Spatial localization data

=== Begin Enclosure ===

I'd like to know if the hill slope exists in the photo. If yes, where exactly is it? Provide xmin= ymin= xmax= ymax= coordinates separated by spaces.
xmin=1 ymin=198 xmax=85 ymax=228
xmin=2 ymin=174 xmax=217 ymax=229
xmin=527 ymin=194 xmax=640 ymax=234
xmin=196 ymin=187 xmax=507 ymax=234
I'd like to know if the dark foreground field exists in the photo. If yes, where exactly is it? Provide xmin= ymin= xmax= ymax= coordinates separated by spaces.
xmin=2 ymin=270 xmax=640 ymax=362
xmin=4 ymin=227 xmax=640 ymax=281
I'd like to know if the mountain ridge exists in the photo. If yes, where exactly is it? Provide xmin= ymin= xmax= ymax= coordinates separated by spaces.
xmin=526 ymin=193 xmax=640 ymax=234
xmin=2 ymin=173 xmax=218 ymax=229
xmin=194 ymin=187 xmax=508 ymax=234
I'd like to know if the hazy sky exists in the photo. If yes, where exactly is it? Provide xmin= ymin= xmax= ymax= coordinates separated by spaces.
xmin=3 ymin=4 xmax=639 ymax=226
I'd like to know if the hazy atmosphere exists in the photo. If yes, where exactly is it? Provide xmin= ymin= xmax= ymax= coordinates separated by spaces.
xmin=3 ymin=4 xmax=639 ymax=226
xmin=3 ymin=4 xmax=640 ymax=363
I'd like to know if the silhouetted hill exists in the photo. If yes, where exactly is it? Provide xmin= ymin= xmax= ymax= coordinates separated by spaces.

=== End Enclosure ===

# Exercise instructions:
This exercise calls for the entries to be restated exactly.

# Expected answer:
I'd like to know if the hill slope exists in the photo. If yes, where exactly is it? Provide xmin= ymin= xmax= ymax= coordinates separated by spaces.
xmin=1 ymin=198 xmax=85 ymax=228
xmin=2 ymin=174 xmax=217 ymax=229
xmin=527 ymin=194 xmax=640 ymax=234
xmin=196 ymin=187 xmax=507 ymax=234
I'd like to know if the dark foreground field exists in the photo. If yes, where exactly is it? Provide xmin= ymin= xmax= ymax= coordinates separated by spaces.
xmin=2 ymin=270 xmax=640 ymax=362
xmin=4 ymin=227 xmax=640 ymax=281
I'd like to know if the mountain ridge exists in the photo. If yes, where exactly is it? Provide xmin= ymin= xmax= ymax= coordinates separated by spaces.
xmin=526 ymin=193 xmax=640 ymax=234
xmin=2 ymin=173 xmax=218 ymax=229
xmin=194 ymin=187 xmax=508 ymax=234
I'd like to know if the hazy sky exists in the photo. If yes, where exactly is it? Provide xmin= ymin= xmax= ymax= coordinates separated by spaces.
xmin=3 ymin=4 xmax=639 ymax=226
I'd like to know if the hazy atmosphere exists in the photo. If yes, where exactly is it? Provide xmin= ymin= xmax= ymax= coordinates separated by spaces.
xmin=3 ymin=4 xmax=639 ymax=226
xmin=3 ymin=4 xmax=640 ymax=363
I'd like to know if the silhouetted hill exists in the photo. If yes, where exactly is it? Provide xmin= ymin= xmax= ymax= coordinates separated by spaces.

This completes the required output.